§ **Task objective**:
Would you please return every line from the listing that contains the word "below"?
--- Extracted information ---
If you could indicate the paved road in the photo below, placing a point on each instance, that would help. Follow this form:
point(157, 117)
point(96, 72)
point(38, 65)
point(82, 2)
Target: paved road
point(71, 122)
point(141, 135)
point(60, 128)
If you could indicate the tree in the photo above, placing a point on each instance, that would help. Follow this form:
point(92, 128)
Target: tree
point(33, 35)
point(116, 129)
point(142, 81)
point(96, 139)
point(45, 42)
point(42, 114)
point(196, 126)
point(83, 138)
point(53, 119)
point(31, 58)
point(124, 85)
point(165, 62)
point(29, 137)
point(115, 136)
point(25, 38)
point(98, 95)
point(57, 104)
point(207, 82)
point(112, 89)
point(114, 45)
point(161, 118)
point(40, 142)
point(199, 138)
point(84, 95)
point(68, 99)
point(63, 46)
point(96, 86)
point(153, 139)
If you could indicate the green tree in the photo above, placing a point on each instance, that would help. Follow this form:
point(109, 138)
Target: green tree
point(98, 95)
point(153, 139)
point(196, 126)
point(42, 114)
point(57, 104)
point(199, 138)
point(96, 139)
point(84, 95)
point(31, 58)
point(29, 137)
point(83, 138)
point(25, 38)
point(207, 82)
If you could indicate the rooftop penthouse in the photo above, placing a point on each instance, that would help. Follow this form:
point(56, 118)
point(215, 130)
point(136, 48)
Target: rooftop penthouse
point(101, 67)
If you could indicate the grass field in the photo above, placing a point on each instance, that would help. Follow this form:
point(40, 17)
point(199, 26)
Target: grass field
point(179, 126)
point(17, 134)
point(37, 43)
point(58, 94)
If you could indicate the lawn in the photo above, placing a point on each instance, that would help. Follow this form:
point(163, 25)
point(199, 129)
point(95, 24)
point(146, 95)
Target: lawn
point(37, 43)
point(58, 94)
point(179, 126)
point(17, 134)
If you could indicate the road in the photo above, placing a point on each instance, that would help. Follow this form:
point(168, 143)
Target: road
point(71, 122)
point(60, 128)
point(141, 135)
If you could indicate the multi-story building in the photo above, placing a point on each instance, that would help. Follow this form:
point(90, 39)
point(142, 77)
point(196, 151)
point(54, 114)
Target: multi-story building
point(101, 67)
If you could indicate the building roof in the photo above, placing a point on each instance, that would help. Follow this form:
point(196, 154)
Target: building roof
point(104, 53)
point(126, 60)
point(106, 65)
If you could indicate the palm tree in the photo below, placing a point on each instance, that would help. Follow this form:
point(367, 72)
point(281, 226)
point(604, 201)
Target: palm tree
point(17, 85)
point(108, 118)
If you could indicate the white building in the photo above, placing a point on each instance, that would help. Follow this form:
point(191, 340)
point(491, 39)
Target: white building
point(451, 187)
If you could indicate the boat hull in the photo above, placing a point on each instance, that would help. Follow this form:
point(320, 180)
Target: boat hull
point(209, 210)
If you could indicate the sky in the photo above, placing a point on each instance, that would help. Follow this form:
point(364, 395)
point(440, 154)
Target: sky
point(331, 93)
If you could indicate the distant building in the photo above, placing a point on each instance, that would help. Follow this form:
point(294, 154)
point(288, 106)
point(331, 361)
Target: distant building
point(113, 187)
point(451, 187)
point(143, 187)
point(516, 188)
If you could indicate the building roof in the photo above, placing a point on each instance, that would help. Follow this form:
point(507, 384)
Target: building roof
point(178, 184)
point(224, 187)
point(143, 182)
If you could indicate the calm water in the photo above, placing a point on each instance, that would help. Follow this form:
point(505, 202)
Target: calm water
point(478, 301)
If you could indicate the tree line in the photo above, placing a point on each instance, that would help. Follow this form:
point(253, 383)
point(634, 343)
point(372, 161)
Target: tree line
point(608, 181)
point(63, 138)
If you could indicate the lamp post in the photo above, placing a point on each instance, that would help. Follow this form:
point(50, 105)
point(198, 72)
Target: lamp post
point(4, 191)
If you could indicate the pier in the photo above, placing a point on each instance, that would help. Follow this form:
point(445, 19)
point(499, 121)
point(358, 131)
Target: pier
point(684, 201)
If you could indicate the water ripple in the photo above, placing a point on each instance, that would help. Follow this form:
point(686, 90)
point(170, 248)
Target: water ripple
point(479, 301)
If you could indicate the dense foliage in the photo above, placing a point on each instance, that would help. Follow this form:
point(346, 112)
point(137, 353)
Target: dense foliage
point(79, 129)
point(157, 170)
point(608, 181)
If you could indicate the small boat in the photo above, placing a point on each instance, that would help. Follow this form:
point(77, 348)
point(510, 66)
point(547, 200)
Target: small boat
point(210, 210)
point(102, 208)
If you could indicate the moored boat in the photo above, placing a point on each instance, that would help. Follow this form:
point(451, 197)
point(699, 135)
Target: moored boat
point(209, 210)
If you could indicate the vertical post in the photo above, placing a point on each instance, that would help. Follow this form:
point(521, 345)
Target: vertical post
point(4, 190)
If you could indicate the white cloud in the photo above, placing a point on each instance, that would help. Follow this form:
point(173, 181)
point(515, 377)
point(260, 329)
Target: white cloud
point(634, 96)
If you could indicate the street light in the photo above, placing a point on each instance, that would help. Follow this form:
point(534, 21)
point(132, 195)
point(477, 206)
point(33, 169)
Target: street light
---
§ **Solution for this task**:
If you could indicate the paved road in the photo below, placing a point on each instance, that would help. Follow this form:
If you could indicate the palm tree in the photo below, placing a point on each instance, that would help. Follow this form:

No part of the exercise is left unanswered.